→ Task requirements
Should the entries contain pictures, leave them out and return exactly the lines from the first through the line holding "In the photo above, where can the blue".

→ Extracted data
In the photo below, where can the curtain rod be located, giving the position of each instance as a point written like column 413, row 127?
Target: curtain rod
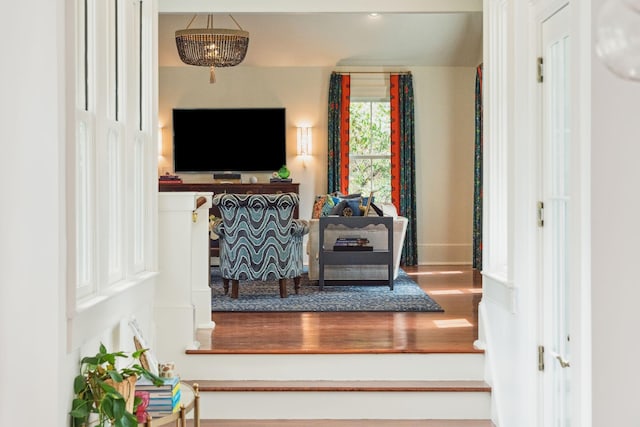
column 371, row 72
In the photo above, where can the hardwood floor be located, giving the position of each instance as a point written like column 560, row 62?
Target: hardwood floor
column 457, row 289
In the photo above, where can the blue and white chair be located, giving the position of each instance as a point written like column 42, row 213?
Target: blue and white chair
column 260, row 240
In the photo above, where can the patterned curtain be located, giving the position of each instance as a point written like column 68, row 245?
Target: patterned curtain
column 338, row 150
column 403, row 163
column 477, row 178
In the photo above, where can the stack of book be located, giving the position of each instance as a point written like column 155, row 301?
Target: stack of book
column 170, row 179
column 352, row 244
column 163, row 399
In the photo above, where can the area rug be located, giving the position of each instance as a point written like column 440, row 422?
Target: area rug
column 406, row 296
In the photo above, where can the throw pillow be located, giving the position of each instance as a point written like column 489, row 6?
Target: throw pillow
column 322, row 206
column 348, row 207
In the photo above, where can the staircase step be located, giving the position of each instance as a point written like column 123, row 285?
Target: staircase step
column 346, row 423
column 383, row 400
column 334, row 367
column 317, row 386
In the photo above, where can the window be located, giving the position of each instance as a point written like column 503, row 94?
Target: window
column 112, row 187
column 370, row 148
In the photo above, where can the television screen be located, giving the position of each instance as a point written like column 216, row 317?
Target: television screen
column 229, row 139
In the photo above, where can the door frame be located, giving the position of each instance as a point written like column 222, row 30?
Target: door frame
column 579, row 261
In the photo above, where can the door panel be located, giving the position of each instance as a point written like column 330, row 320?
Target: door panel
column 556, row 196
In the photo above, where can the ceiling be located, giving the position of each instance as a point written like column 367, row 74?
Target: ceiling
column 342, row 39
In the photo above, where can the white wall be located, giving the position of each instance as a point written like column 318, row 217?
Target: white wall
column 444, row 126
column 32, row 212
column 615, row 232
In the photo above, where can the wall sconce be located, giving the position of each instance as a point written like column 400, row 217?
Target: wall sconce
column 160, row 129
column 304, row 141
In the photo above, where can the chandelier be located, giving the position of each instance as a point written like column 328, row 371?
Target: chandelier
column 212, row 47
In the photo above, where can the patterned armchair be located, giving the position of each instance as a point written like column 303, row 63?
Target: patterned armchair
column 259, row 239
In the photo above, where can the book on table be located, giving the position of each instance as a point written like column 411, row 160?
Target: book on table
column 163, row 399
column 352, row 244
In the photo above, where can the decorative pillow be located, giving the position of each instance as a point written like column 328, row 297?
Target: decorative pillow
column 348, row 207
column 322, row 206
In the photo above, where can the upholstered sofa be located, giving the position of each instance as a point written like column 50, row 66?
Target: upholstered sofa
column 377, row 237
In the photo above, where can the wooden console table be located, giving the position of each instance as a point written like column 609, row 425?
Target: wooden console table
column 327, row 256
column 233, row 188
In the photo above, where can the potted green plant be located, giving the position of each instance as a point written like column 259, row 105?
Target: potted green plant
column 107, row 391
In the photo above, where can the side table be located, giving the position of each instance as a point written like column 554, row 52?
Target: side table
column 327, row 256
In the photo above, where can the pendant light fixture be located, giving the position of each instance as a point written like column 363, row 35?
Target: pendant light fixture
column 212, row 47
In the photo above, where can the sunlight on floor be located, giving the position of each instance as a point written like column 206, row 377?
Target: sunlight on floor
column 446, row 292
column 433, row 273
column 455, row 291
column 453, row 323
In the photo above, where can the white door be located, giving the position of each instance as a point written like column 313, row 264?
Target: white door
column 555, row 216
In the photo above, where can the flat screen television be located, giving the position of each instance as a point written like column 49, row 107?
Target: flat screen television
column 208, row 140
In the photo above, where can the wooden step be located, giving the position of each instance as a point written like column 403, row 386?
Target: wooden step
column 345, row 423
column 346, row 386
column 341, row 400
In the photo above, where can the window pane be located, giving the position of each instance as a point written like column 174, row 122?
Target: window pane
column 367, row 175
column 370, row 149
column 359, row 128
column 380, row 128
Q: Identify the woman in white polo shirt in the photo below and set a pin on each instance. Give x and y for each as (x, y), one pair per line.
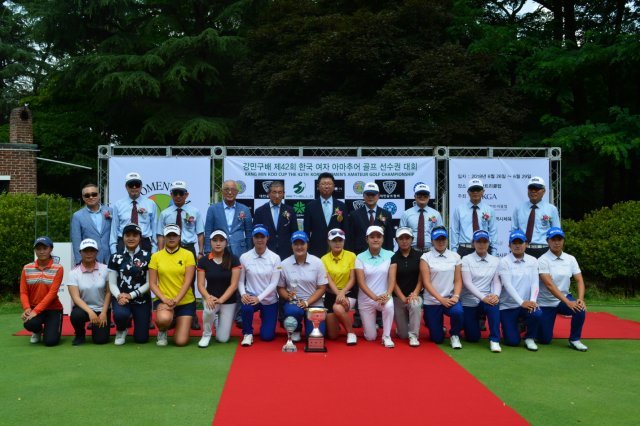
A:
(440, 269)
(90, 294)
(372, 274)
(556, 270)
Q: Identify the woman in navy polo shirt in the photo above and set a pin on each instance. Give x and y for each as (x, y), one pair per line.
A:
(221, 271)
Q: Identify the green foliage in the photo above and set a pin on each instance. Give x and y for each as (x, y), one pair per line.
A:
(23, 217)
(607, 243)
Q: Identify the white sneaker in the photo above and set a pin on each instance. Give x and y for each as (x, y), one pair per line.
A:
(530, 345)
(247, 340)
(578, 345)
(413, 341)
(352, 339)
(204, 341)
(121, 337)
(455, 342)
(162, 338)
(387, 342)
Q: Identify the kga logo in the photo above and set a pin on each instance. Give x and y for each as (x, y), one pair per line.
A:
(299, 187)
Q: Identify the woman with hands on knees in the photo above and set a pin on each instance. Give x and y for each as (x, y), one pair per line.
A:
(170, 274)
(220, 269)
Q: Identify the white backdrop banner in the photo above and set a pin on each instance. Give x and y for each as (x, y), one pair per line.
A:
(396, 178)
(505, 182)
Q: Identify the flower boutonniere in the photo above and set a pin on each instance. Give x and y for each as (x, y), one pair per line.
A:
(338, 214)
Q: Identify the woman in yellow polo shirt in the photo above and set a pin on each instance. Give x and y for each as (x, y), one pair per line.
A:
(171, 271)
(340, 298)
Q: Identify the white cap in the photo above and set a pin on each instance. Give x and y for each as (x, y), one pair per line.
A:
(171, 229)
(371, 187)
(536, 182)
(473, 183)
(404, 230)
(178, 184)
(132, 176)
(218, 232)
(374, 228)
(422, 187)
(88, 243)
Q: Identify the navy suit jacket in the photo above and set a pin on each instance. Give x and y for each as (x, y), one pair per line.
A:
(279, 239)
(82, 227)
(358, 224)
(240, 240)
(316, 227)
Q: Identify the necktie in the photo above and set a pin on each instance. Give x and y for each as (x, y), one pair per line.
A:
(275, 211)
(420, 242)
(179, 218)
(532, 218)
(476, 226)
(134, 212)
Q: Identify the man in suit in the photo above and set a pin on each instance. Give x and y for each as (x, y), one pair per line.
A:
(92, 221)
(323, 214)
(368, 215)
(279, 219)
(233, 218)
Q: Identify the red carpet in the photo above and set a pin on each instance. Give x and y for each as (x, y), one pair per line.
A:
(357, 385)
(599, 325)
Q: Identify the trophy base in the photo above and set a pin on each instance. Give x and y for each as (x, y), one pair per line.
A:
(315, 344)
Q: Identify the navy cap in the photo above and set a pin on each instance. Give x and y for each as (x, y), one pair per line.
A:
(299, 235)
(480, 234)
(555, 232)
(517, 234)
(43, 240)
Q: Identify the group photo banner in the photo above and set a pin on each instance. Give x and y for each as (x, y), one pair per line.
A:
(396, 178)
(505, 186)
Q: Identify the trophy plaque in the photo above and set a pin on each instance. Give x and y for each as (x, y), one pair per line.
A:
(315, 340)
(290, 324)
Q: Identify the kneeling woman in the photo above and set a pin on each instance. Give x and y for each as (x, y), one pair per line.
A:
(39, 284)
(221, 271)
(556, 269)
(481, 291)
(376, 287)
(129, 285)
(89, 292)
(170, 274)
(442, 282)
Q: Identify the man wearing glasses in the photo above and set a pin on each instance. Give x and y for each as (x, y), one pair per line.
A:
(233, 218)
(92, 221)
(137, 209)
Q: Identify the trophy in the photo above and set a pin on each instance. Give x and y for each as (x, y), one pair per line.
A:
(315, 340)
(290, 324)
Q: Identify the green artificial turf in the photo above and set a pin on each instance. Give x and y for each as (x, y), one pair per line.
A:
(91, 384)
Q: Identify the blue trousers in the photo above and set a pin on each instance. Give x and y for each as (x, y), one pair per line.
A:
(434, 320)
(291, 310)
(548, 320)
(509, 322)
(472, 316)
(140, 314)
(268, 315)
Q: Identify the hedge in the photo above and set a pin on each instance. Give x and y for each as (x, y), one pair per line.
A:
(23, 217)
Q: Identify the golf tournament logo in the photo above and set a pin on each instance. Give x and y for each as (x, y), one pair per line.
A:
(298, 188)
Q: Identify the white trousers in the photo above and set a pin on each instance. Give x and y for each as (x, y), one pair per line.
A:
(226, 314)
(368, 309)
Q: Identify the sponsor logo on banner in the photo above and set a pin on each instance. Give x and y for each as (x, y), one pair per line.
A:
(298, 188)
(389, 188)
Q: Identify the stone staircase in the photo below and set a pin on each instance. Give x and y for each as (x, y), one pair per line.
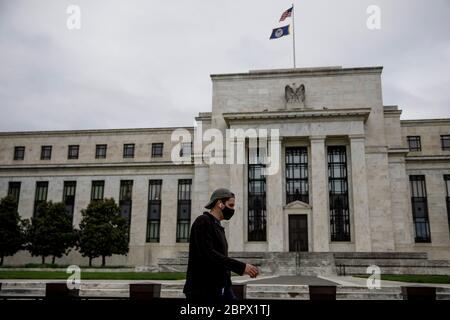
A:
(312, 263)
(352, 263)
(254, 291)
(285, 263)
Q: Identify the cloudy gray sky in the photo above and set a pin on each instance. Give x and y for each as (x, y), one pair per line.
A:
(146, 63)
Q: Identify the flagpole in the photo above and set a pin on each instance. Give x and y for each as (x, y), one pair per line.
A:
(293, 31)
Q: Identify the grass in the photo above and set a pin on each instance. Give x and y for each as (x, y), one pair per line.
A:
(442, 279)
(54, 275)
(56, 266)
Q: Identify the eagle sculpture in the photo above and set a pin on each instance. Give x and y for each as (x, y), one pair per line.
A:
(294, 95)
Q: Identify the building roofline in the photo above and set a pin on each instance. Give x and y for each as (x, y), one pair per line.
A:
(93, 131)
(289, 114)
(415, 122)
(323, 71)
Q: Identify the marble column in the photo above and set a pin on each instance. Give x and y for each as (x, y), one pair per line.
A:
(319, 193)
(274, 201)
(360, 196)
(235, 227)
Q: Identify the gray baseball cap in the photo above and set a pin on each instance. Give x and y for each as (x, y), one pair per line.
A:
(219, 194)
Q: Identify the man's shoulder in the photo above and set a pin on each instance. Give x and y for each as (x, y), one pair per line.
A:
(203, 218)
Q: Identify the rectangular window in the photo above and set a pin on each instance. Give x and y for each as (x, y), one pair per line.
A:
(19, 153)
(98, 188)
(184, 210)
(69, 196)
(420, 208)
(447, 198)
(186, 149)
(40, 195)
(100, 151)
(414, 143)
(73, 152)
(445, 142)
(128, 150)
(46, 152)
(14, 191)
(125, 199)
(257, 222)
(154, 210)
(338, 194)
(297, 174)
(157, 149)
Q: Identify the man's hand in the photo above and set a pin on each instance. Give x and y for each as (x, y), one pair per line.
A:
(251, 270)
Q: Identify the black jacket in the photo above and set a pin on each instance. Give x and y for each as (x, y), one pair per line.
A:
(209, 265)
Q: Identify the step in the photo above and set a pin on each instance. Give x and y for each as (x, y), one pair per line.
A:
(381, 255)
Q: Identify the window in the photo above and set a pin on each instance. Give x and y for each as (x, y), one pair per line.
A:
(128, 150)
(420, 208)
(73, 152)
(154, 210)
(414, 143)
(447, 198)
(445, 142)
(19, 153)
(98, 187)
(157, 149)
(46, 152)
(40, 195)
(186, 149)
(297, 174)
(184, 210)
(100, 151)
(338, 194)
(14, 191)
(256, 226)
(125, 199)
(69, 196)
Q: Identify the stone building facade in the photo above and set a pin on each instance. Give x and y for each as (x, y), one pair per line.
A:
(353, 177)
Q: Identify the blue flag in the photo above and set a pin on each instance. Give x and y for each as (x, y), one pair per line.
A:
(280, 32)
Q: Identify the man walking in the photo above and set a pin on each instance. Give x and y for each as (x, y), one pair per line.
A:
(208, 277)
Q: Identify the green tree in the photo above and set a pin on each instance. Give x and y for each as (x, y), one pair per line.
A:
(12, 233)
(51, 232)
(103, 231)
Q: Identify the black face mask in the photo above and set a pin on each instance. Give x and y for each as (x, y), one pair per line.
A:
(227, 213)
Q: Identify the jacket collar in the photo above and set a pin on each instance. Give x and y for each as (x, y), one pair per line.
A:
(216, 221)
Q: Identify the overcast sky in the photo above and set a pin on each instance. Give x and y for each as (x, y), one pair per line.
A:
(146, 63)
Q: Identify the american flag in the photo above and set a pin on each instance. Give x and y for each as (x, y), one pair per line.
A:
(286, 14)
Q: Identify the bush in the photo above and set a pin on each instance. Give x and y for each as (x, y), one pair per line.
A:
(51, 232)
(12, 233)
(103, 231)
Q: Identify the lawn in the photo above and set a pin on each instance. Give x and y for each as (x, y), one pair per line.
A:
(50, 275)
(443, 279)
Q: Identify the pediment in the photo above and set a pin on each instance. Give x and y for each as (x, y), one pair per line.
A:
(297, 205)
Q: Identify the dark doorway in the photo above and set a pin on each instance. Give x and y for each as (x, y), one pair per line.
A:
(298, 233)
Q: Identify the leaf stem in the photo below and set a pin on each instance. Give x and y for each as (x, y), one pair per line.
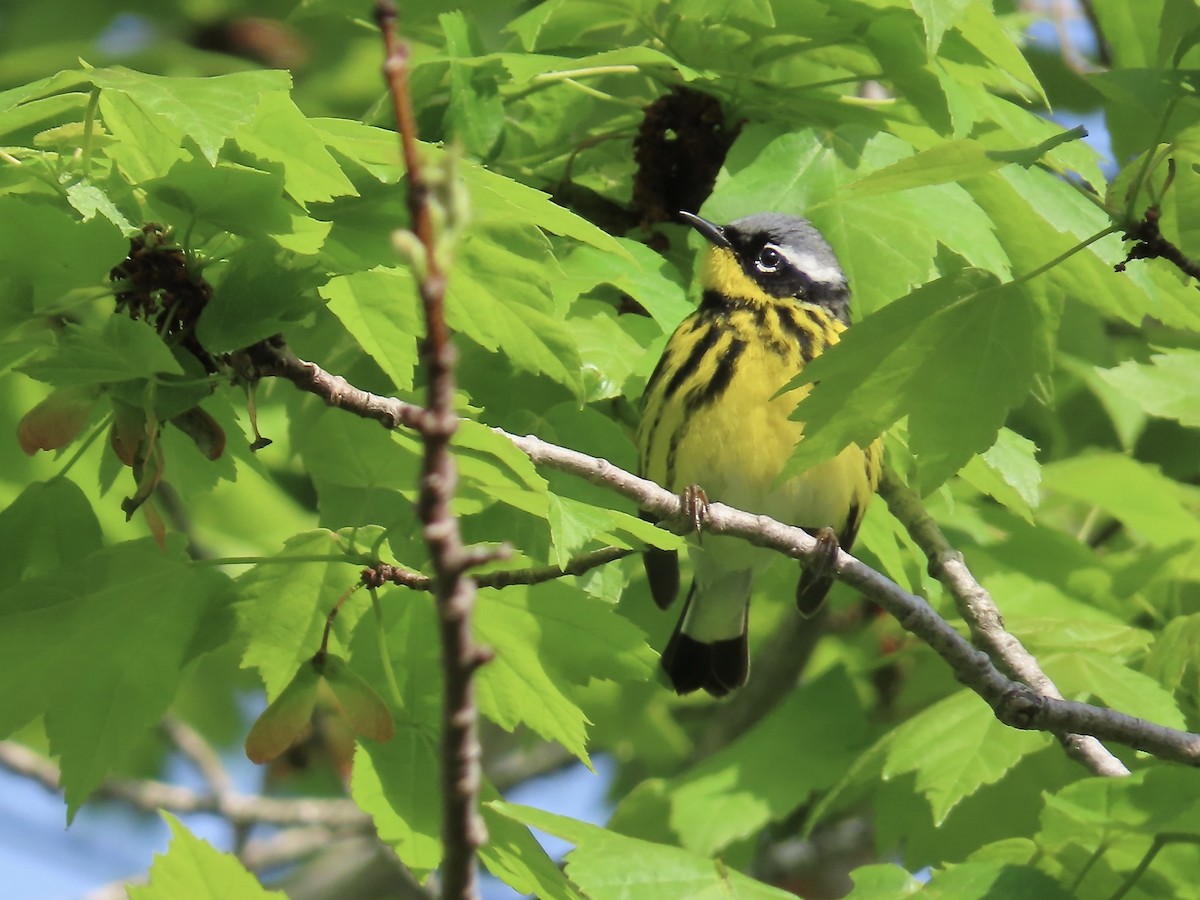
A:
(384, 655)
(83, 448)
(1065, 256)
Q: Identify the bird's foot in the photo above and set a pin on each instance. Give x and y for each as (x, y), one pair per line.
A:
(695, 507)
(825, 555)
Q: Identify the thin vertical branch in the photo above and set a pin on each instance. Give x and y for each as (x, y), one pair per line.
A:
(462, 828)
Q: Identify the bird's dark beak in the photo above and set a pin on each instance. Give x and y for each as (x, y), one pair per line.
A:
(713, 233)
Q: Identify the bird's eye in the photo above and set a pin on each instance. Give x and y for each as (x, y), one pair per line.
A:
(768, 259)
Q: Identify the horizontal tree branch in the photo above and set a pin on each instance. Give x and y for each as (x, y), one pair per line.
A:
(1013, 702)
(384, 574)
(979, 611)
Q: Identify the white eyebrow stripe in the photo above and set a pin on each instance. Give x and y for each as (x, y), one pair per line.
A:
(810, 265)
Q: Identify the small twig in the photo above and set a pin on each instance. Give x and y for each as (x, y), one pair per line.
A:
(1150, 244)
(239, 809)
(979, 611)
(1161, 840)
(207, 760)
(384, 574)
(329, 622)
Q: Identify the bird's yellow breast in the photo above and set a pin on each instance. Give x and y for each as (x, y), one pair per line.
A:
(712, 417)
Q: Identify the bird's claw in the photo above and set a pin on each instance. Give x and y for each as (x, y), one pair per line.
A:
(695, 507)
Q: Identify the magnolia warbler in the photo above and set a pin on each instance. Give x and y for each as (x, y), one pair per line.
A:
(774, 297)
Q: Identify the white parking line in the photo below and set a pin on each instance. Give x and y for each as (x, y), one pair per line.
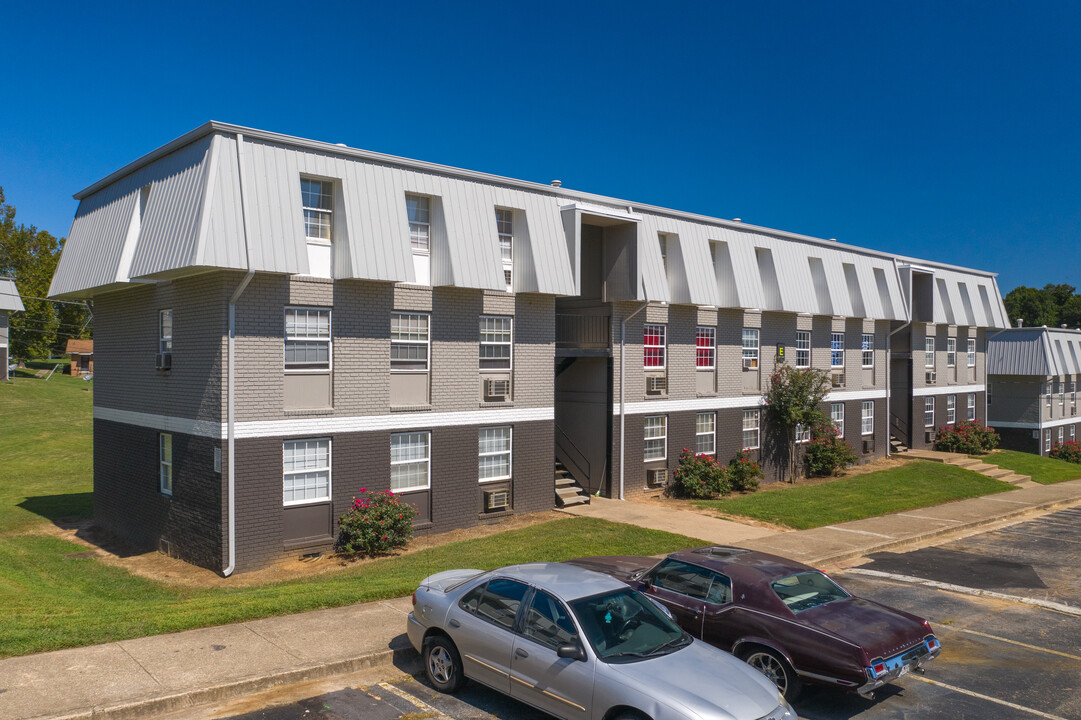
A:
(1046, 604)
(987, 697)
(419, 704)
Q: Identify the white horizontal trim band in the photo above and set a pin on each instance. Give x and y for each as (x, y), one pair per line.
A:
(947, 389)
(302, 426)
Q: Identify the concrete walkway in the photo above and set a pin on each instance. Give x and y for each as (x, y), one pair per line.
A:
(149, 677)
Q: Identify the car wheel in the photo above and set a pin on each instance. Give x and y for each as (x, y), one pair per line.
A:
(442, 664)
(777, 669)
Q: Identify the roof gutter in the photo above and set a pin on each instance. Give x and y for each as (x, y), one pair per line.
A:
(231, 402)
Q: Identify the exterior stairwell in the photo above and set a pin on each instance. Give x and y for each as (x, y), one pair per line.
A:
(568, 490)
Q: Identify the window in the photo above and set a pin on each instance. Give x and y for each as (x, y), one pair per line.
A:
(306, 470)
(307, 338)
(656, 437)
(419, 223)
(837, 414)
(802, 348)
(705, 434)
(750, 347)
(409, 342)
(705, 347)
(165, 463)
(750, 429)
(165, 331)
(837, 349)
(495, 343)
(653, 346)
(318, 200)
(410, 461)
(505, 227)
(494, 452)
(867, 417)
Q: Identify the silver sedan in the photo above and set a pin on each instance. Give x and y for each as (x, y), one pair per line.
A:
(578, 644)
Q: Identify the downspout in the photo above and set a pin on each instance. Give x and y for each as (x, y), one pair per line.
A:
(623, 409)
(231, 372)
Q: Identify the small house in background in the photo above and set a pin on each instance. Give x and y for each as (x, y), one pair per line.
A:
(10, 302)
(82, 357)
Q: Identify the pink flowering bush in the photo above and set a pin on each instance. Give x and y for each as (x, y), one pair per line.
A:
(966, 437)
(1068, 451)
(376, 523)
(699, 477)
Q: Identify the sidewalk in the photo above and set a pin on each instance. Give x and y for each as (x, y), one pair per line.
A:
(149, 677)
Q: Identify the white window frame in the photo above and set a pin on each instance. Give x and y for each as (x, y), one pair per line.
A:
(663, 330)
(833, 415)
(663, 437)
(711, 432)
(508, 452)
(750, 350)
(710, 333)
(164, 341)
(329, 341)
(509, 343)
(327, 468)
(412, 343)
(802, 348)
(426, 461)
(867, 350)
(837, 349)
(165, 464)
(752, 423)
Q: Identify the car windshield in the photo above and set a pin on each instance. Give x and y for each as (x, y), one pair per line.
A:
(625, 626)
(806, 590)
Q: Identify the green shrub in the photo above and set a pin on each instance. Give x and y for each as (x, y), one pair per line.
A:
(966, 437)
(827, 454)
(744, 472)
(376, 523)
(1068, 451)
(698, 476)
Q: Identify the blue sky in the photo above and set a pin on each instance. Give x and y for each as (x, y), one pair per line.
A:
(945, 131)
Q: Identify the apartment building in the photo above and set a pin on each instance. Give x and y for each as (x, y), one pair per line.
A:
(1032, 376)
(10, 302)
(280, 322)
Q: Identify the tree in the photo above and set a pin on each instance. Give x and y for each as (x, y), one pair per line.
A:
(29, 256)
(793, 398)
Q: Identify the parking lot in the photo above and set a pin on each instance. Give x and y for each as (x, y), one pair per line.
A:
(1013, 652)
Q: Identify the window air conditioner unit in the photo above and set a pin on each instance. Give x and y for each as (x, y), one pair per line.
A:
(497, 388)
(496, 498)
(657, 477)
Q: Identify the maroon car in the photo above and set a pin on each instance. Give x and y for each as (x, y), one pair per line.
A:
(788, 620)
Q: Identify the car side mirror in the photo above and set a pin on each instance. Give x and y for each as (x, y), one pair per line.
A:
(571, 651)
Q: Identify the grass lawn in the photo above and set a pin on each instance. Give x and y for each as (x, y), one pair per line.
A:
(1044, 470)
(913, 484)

→ Solution for this problem
In the photo below, where can the curtain rod be located, giving the position of each instance as a point written like column 413, row 127?
Target: curtain rod
column 371, row 72
In the photo above, where can the hardwood floor be located, giving the position of each instance as a point written like column 560, row 62?
Target: hardwood floor
column 457, row 289
In the photo above, where can the blue and white chair be located, giving the position of each instance as a point written like column 42, row 213?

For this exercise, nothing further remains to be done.